═══ Supplied passage ═══
Four LGBTQ2S+ Albertans spoke to Xtra about their feelings on Premier Smith’s election and what she may mean for the province. 

Glynnis Lieb 

“I don’t even know what to say about politics in this country right now,” Glynnis Lieb, executive director of the Institute for Sexual Minority Studies and Services in Edmonton, tells Xtra over a video call. “I’m struggling to remain optimistic.”

A decade ago, Danielle Smith’s first attempt to be premier was thwarted by refusing to disavow a candidate who wrote in a blog post that LGBTQ2S+ people would “suffer the rest of eternity in the lake of fire.” Lieb says the political atmosphere felt markedly different back in 2012. 

“It was the pre-Trump era. I think that folks didn’t recognize that it was so easy for us to take giant social leaps backward,” she says. “These things were offensive, people jumped on them, but I don’t know that people felt the same degree of fear and apprehension that they do today.”

What worries Lieb the most about Smith’s spot as new premier is that she is willing to ally herself to extreme views—even if she does not personally share them. “I would be surprised if Danielle Smith actually has non-progressive beliefs about the LGBTQ2S+ community,” Lieb says. “But the scary thing is, that doesn’t matter.”

 

Smith has previously described herself as “pro-gay marriage,” saying she has “friends in the LGBTQ2S+ community.” In 2012, she attended the Edmonton police department’s Pride event. But Smith’s professed support for the LGBTQ2S+ community is not reflected in her current positions, Lieb says. 

“Danielle Smith is willing to be whomever and say whatever she needs to, in order to position herself where she wants to be,” Lieb says.
═══
> Activities
- A) In the Xtra article, why does Lieb say the political atmosphere felt different in 2012? Answer in one to three sentences.
- B) Say whether each statement agrees with the Xtra article. Answer yes or no, and quote the deciding words.
(i) Smith attended the Edmonton police department's Pride event in 2012.
(ii) Lieb says she finds it easy to stay optimistic.
(iii) Lieb expects that Smith personally holds non-progressive beliefs about the LGBTQ2S+ community.
The material after the Xtra article has no part in these tasks.
═══ Data supplied ═══
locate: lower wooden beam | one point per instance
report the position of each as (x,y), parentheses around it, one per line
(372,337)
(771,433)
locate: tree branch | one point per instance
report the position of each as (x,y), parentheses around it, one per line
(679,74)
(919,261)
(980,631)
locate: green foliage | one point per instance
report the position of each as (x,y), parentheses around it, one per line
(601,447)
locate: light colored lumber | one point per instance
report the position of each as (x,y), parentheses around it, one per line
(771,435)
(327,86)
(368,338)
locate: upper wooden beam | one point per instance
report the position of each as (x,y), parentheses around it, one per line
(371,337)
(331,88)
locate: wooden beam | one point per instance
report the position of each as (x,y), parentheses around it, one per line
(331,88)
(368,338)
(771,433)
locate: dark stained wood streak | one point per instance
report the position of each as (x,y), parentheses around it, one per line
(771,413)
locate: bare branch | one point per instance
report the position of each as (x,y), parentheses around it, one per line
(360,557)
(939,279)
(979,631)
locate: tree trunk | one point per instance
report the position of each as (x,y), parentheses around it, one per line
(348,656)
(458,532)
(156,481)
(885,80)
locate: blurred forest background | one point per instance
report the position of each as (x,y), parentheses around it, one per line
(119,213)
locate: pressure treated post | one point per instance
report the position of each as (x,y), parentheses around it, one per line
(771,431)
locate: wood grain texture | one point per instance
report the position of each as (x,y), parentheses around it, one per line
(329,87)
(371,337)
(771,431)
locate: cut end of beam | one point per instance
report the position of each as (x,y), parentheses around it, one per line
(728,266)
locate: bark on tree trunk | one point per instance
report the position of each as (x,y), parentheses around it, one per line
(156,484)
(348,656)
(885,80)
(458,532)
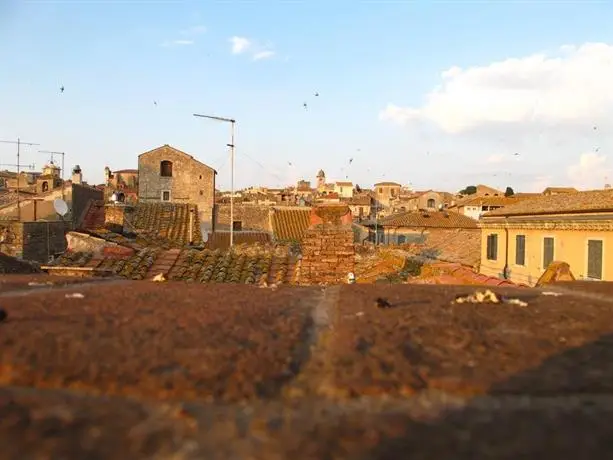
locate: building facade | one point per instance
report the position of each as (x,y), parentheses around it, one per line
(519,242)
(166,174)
═══
> Answers to the exercises
- A) Lieb says 2012 was "the pre-Trump era," when people didn't realize how easy it was "to take giant social leaps backward." Offensive remarks drew a response then, but she doubts people felt the fear and apprehension they feel today.

- B)
(i) Yes: "In 2012, she attended the Edmonton police department’s Pride event."
(ii) No: "I’m struggling to remain optimistic."
(iii) No: "I would be surprised if Danielle Smith actually has non-progressive beliefs about the LGBTQ2S+ community"